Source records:
********************
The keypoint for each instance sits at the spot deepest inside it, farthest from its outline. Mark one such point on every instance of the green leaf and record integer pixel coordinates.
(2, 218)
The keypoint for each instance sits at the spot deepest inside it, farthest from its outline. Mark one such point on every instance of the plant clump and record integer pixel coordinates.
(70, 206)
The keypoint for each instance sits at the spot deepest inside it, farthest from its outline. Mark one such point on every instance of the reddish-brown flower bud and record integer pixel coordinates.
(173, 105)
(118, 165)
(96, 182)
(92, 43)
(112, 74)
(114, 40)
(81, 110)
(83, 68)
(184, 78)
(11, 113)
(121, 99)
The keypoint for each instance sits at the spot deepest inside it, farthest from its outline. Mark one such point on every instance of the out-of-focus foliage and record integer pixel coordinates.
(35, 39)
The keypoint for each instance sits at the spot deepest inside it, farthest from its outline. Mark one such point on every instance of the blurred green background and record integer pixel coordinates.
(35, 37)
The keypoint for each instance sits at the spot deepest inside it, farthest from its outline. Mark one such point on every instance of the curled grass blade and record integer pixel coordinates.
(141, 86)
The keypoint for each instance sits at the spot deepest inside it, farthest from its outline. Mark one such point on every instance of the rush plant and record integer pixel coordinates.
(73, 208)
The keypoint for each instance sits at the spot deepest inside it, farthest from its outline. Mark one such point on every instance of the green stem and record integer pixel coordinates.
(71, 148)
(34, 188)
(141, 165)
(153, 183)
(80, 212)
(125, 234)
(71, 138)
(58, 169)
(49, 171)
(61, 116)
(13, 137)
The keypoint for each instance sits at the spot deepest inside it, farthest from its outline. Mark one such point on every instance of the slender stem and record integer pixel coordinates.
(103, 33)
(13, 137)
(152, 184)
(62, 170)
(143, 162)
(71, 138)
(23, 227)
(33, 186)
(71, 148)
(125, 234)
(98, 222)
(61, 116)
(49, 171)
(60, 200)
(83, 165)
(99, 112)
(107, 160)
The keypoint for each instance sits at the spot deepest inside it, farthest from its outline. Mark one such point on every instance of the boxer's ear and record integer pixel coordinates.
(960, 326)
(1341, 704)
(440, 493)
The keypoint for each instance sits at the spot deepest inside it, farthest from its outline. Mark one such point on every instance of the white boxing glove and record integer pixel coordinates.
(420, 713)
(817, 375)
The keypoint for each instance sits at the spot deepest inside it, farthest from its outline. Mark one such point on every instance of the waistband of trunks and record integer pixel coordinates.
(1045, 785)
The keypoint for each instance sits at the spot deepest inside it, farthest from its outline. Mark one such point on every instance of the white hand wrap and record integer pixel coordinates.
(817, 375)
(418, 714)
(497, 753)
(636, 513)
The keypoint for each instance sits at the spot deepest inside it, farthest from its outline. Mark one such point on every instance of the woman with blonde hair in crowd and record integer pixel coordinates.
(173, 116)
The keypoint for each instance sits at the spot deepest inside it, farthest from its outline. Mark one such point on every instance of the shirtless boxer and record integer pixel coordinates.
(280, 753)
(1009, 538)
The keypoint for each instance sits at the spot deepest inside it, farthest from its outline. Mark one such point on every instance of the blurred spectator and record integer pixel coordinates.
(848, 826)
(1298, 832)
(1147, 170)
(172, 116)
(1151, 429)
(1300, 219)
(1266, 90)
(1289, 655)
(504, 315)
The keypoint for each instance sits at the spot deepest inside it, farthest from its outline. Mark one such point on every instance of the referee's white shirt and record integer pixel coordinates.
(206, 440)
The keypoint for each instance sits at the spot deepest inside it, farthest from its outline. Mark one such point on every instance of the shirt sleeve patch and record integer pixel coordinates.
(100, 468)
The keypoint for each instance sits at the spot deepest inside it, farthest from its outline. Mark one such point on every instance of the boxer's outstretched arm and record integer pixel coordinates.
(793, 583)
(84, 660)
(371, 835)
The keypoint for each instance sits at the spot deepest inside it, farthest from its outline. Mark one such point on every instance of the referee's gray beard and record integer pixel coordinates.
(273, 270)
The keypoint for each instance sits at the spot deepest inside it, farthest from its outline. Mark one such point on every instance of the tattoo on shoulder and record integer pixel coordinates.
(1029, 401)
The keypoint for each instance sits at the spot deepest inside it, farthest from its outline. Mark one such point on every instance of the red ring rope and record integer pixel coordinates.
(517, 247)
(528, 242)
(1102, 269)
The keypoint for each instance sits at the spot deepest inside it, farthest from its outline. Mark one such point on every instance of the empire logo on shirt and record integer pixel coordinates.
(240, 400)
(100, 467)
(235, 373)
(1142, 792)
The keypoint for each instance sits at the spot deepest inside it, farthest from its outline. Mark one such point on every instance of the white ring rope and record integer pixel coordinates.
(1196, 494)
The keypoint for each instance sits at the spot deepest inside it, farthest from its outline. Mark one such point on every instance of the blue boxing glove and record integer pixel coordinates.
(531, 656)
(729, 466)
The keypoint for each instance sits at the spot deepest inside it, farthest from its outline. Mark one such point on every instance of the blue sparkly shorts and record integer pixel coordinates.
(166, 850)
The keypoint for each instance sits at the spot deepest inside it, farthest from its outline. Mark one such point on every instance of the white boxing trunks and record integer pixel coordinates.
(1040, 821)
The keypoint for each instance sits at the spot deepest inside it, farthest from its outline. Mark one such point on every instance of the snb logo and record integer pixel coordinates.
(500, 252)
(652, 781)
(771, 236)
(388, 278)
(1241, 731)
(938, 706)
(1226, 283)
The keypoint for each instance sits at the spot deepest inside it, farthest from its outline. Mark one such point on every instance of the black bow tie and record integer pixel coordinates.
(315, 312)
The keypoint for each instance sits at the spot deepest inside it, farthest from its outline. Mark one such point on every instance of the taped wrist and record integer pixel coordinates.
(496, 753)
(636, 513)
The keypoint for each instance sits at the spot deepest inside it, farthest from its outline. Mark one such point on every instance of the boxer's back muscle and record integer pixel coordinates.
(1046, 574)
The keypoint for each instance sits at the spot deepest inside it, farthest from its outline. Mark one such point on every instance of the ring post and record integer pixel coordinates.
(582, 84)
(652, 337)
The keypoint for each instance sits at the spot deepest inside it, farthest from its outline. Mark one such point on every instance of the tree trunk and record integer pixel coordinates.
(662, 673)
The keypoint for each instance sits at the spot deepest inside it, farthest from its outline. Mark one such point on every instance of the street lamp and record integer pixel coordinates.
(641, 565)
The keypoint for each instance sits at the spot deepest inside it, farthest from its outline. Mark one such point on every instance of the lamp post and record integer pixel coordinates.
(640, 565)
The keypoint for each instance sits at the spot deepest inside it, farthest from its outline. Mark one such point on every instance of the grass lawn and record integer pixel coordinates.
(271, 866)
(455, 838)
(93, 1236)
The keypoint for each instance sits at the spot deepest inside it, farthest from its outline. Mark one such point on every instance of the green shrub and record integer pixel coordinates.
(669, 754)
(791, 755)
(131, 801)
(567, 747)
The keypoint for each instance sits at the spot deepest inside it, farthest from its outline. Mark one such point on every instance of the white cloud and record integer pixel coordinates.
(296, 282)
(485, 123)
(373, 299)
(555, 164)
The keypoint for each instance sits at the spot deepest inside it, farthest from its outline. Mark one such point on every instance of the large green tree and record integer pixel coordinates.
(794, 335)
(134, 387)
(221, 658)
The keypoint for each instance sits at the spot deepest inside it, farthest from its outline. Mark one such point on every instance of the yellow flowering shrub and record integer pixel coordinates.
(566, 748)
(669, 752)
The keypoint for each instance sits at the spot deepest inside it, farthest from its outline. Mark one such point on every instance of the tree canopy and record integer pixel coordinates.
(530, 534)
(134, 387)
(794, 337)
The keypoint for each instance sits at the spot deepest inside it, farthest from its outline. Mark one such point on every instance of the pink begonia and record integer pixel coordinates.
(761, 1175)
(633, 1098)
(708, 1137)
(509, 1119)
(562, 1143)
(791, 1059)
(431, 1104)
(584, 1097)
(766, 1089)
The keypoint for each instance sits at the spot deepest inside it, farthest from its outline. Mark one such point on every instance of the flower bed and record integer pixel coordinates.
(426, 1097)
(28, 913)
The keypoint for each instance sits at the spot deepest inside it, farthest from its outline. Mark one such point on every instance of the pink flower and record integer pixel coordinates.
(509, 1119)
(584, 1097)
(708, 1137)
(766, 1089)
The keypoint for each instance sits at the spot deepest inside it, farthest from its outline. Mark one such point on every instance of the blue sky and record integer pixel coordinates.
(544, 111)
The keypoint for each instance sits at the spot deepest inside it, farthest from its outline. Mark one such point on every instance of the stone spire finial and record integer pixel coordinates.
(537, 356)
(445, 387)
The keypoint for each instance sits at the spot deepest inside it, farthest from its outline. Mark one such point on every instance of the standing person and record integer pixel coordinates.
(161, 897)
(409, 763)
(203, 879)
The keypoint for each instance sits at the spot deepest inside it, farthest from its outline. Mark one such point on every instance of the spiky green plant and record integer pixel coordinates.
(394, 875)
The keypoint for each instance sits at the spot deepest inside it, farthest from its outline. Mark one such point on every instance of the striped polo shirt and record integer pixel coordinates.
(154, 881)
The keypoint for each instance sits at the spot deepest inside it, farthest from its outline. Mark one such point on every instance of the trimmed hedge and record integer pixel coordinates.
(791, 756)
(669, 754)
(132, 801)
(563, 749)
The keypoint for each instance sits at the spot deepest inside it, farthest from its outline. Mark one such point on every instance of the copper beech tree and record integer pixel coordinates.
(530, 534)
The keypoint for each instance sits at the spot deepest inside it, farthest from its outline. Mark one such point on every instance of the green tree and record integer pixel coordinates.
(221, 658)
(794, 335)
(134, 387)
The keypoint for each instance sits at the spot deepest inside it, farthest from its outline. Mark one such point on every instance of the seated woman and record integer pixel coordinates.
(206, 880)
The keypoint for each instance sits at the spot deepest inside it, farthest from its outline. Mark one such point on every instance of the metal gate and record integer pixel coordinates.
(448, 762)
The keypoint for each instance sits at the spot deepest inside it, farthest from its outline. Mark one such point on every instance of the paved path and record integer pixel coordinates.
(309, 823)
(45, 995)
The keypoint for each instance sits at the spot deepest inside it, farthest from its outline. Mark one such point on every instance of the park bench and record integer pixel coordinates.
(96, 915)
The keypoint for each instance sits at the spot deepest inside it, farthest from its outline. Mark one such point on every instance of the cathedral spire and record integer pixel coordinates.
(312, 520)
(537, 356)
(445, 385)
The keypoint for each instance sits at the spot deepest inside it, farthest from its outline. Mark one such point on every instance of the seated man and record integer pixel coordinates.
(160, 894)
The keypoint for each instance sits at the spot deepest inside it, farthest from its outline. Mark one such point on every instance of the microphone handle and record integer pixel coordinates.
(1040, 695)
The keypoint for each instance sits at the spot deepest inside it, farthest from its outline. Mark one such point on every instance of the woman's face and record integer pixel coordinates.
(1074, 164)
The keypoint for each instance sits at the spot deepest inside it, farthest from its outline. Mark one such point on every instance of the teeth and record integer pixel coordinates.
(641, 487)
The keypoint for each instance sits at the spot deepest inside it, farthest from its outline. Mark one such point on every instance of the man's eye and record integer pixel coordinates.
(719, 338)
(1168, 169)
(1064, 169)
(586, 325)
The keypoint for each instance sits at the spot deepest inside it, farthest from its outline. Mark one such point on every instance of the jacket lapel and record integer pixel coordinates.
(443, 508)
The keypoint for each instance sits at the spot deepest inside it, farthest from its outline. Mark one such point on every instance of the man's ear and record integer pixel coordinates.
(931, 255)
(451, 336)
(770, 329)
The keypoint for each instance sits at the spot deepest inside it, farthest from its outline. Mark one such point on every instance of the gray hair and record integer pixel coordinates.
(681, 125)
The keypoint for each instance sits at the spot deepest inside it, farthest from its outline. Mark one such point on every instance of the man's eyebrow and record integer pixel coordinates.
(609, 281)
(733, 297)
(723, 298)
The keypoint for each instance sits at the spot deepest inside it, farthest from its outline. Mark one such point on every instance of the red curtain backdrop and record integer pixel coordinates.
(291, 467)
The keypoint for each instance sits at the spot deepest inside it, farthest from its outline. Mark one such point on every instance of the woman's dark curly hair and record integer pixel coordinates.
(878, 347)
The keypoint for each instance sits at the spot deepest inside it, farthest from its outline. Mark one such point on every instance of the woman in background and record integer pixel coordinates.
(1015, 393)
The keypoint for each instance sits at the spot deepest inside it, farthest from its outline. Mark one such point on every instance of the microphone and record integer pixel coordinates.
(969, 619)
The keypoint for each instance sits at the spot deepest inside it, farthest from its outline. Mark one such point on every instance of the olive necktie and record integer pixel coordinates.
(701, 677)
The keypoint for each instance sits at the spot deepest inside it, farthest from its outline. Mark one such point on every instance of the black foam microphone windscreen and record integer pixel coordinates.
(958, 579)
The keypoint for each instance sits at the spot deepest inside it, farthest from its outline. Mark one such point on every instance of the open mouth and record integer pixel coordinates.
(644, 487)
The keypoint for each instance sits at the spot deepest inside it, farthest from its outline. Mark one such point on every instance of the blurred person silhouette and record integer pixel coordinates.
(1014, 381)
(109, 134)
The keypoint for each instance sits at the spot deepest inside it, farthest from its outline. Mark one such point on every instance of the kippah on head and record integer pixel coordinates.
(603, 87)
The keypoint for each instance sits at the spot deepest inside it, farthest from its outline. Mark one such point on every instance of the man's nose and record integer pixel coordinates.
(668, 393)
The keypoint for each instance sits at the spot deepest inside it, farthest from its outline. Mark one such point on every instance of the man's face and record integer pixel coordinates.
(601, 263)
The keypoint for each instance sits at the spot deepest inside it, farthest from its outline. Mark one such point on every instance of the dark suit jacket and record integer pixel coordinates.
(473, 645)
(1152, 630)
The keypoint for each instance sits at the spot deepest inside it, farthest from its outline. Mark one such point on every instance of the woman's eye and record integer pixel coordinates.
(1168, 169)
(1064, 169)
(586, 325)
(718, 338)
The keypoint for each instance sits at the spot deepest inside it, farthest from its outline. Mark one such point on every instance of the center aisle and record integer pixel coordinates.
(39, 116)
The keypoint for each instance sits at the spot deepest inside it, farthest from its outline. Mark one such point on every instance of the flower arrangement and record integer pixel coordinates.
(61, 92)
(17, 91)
********************
* **The request**:
Quote verbatim the line containing "woman's eye and record integer pixel coordinates." and every line after it through the end of the records above.

* **Answer for this exercise**:
The keypoint for each instance sits at the spot deepest inside it, farthest from its outline. Mark one such point on every instance of the woman's eye and record integer pixel coordinates.
(1168, 169)
(1064, 169)
(586, 325)
(718, 338)
The keypoint for each instance sits at the spot deepest inside it, farthest from its outline. Mark one such point on every instance of the center aisle and record integer pixel coordinates.
(39, 116)
The keypoint for each instance sits at the spot deepest inside it, farthest from its outline. Mark one such point on every instance of the flower arrangement and record integer pixel coordinates.
(61, 92)
(17, 91)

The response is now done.